Dataset items
__________
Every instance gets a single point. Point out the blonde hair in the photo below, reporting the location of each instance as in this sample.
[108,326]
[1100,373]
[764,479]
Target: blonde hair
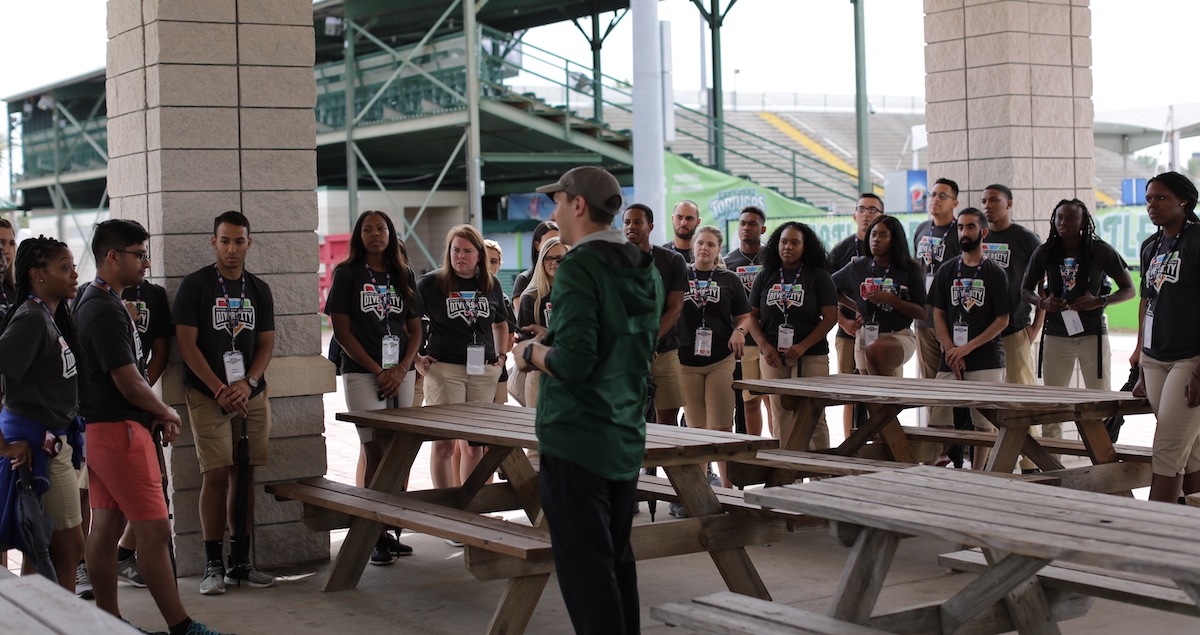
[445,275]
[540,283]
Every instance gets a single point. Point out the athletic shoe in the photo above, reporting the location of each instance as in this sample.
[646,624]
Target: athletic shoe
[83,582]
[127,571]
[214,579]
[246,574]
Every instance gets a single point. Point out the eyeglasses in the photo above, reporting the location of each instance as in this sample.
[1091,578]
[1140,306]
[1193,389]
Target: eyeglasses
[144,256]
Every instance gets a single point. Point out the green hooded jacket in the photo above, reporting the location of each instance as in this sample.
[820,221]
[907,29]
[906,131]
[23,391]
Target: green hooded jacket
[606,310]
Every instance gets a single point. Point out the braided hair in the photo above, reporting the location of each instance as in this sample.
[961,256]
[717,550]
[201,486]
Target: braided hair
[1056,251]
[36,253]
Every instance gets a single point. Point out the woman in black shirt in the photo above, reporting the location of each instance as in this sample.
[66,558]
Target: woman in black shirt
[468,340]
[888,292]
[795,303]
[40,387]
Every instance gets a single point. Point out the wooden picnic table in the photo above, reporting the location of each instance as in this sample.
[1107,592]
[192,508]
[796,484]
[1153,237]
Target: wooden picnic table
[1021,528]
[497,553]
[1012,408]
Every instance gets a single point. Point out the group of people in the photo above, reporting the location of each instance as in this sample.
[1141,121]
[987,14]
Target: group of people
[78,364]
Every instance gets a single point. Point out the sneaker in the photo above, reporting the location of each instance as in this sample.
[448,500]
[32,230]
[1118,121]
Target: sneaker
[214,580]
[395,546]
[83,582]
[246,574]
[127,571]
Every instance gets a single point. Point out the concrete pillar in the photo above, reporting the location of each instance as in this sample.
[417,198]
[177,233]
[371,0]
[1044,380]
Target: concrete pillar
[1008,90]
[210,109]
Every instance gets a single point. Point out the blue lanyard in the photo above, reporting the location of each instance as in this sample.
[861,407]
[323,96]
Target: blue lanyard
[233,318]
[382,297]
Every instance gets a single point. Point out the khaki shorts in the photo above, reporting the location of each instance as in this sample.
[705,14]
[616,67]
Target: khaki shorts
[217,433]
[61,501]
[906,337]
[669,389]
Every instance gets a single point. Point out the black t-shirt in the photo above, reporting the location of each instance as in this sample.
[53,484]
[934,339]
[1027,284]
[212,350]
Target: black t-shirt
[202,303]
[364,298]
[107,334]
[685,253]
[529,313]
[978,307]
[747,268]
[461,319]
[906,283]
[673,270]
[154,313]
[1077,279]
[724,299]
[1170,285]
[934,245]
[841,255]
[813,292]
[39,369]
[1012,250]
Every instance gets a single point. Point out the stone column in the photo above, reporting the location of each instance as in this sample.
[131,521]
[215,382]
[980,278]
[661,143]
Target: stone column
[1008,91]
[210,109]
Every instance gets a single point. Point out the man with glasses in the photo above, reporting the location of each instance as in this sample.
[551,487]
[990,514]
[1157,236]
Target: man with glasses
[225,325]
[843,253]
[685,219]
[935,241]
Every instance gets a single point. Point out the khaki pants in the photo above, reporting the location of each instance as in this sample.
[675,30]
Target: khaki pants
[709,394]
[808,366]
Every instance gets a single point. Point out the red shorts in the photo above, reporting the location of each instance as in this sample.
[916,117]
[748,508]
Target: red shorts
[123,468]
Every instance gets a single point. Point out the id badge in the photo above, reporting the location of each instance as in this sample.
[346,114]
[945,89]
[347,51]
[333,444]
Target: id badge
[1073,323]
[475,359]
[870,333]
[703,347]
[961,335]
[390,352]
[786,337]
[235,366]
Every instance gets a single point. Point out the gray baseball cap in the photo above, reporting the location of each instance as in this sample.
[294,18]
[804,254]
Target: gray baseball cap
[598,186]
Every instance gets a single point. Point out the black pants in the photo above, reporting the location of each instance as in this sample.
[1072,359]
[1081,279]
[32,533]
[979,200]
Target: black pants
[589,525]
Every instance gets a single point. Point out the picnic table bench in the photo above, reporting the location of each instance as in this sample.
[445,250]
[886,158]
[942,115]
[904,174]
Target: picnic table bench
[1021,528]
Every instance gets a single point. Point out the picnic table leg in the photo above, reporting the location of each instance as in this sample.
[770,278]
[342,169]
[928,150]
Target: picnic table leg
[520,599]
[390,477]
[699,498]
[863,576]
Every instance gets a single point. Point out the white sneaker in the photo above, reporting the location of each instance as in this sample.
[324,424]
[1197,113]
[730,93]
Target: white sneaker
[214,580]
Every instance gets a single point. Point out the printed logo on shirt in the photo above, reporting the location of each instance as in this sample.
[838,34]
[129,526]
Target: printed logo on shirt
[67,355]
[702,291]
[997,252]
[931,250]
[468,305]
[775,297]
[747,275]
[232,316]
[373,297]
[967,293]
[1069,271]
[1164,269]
__________
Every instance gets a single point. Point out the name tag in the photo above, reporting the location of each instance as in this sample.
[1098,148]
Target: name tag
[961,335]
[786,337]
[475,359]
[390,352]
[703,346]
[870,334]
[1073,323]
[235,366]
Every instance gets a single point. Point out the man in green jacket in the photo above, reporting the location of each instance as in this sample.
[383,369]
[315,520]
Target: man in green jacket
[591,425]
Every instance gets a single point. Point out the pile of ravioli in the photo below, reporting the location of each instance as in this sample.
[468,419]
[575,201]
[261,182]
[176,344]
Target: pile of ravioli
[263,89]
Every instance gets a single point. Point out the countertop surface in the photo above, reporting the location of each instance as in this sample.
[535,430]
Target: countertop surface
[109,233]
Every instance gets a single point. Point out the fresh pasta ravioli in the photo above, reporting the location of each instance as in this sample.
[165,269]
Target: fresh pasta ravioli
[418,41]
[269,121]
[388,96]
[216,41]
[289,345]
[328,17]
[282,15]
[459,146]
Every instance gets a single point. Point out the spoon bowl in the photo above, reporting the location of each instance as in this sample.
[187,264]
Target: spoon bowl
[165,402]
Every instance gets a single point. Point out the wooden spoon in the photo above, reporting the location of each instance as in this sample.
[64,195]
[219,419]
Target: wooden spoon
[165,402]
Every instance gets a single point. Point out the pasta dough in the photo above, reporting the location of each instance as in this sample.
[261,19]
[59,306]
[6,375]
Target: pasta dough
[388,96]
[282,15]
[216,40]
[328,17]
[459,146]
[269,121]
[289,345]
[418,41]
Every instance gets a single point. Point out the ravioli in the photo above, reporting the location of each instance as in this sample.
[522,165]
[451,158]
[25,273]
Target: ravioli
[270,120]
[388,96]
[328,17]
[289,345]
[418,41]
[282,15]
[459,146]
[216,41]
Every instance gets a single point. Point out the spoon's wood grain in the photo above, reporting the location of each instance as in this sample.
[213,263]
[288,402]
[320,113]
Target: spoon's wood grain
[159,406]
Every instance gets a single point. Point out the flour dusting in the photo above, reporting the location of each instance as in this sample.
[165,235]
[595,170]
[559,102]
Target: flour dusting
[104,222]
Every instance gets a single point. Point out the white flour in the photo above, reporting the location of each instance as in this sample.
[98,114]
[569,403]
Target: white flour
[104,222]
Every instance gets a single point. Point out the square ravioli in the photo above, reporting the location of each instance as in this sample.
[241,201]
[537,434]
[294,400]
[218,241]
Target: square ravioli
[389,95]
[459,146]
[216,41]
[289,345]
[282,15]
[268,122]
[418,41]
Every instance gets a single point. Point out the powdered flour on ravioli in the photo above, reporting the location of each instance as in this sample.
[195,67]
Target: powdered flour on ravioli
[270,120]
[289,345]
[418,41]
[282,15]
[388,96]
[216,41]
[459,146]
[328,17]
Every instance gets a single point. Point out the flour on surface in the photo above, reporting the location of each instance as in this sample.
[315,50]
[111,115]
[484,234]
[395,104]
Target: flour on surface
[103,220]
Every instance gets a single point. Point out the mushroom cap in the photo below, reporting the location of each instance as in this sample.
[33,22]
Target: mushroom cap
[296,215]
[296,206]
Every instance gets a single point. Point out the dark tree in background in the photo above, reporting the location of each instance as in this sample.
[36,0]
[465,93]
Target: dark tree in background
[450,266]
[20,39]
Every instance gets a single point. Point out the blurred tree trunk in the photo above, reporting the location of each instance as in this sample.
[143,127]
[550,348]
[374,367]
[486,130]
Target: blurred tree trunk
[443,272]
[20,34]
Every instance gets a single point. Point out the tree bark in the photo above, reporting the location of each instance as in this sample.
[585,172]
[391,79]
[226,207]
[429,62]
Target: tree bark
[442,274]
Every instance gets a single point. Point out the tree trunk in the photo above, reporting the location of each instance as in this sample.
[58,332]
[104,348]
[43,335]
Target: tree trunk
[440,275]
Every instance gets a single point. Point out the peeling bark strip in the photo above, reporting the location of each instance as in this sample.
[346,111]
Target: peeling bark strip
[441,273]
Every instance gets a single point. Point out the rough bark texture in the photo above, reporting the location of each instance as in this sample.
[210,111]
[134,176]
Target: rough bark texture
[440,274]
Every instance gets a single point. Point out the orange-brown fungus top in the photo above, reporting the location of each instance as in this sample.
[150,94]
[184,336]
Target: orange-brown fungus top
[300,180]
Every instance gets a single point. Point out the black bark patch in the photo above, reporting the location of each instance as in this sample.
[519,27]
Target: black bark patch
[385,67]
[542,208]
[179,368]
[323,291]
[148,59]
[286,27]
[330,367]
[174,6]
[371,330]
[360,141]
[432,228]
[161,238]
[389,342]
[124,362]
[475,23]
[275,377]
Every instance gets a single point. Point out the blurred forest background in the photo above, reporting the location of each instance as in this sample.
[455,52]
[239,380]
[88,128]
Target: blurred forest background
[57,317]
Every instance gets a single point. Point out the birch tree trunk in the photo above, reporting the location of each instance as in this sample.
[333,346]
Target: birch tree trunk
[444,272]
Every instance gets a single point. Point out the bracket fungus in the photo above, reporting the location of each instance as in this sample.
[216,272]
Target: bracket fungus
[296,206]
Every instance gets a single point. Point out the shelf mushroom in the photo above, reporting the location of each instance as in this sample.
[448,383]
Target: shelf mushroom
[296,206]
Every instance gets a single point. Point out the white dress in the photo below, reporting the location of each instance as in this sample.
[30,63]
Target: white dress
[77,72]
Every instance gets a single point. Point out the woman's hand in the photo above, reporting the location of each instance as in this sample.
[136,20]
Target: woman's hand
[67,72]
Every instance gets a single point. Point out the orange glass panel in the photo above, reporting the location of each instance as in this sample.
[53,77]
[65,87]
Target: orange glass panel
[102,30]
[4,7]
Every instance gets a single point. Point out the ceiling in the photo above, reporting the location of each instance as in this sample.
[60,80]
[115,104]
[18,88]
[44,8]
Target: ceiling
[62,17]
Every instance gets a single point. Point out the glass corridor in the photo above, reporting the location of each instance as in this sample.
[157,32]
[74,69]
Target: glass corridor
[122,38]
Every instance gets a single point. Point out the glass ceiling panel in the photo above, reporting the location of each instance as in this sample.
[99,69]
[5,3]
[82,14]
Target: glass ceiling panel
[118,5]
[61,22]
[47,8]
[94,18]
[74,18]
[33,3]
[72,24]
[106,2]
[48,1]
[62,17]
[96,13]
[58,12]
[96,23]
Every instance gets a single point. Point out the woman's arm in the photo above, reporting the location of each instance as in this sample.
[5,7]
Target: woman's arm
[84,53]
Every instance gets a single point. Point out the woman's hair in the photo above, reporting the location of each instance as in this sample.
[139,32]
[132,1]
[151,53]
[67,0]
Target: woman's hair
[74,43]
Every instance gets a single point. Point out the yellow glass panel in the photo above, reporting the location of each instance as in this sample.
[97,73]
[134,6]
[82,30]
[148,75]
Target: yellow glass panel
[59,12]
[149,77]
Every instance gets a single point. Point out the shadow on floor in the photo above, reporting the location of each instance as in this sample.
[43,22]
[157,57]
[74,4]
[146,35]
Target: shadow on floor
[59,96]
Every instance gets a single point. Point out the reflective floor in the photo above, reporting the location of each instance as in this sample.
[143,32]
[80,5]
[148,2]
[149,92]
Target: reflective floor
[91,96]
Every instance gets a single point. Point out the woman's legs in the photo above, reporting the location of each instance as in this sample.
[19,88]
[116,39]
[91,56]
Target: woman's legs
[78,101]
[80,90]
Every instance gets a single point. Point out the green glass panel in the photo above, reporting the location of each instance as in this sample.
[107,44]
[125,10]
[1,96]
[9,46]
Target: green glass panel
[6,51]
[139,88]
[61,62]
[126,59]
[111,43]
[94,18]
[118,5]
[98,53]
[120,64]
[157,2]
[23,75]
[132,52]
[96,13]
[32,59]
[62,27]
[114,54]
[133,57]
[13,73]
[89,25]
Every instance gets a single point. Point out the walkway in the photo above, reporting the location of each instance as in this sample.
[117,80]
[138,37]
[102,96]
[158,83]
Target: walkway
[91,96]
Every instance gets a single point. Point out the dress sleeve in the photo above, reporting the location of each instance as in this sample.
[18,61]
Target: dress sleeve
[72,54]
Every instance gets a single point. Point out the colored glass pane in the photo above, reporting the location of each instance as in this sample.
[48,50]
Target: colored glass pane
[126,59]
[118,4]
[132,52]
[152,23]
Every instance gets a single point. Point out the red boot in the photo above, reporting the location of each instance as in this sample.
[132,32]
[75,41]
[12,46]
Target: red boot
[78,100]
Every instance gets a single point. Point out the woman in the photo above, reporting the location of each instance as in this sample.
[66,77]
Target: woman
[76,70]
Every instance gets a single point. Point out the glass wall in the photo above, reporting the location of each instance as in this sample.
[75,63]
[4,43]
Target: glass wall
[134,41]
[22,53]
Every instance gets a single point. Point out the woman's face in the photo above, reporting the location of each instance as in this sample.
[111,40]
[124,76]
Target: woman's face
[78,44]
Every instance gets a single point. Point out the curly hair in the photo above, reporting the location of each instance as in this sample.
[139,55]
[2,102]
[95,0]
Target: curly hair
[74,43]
__________
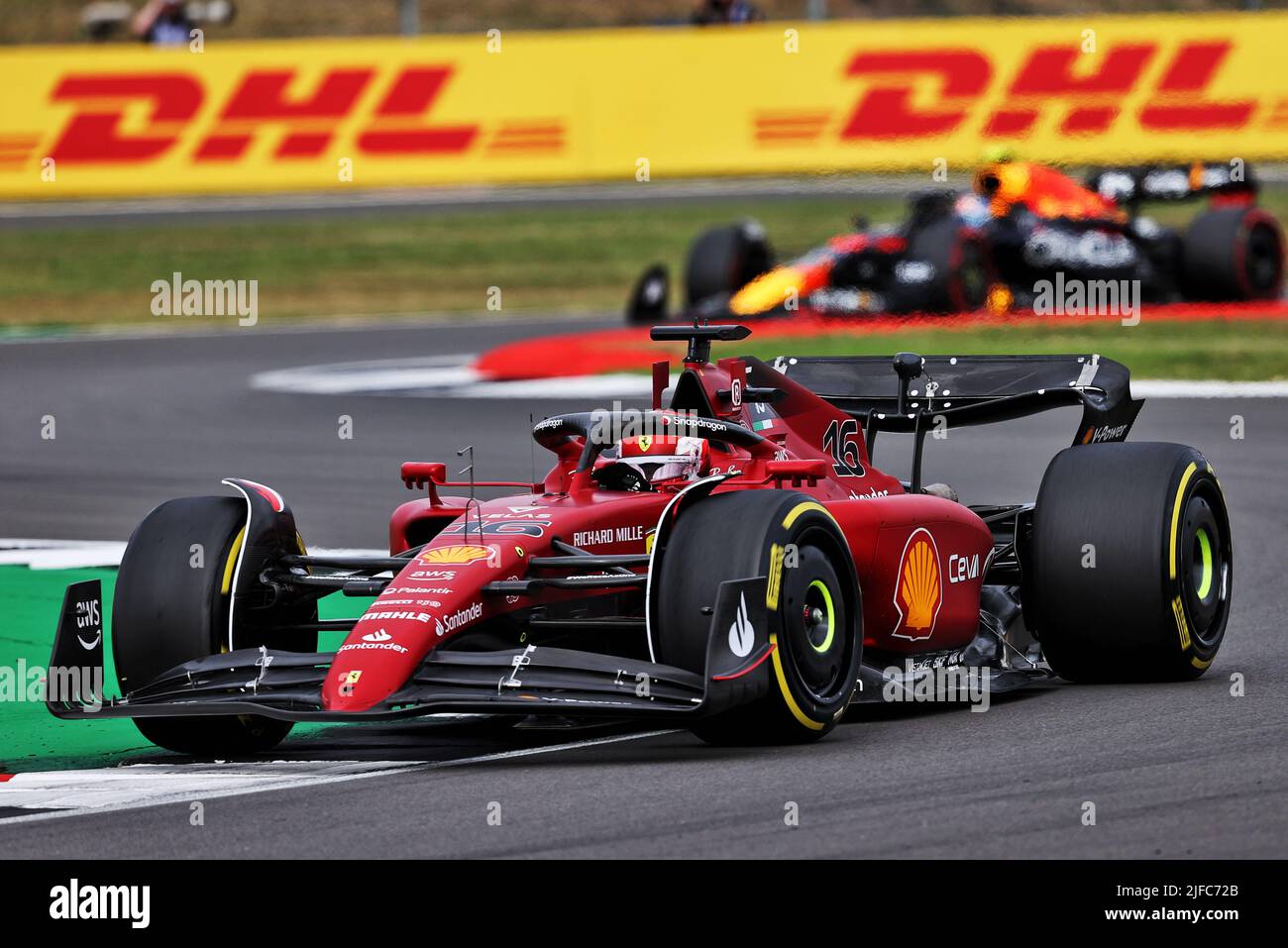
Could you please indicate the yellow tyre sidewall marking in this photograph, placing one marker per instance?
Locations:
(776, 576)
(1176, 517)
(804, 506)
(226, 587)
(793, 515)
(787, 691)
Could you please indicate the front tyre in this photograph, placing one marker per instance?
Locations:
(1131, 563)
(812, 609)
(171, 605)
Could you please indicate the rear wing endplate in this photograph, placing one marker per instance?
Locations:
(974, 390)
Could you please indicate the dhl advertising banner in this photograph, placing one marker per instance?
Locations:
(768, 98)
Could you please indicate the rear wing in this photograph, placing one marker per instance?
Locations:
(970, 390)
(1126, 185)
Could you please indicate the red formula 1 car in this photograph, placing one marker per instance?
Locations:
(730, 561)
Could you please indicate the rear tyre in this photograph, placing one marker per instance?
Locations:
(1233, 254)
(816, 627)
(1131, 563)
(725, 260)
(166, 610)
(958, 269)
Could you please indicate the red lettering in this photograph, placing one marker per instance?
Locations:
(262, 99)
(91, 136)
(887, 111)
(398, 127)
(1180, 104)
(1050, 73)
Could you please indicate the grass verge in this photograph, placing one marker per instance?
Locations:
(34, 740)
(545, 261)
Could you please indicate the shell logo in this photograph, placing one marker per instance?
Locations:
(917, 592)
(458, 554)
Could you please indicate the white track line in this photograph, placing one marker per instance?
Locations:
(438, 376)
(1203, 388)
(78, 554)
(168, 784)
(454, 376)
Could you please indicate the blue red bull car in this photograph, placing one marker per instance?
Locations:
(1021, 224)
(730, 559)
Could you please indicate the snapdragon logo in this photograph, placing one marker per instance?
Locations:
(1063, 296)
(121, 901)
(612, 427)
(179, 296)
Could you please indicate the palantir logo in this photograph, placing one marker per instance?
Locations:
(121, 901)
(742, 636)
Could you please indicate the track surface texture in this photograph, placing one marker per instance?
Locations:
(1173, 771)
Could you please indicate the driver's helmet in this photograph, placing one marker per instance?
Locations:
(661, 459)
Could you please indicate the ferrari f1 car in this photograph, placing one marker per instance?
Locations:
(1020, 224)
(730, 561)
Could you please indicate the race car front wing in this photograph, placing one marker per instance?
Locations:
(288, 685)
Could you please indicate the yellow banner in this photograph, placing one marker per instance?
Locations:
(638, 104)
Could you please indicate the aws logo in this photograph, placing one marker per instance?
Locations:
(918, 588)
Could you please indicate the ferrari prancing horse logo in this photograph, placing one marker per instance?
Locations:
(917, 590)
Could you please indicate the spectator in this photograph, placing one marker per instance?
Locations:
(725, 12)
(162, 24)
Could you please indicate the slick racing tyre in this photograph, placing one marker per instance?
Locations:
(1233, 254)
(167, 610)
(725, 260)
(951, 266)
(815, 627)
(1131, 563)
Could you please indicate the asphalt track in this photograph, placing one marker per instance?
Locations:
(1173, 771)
__________
PROBLEM REQUIREMENTS: Take every line above that includes the string "tyre" and return it.

OUTPUT FOR THIS TASK:
Could you please indicate the yellow tyre sidewall marking in this photograph, placing one marker per instance?
Could you please indicate the front tyre in this photograph, placing one marker per instance?
Could you please indicate the rear tyre in this photograph, placing one marker per instance?
Could you please indicate the slick racing tyre in this photograph, placing one marker per instance?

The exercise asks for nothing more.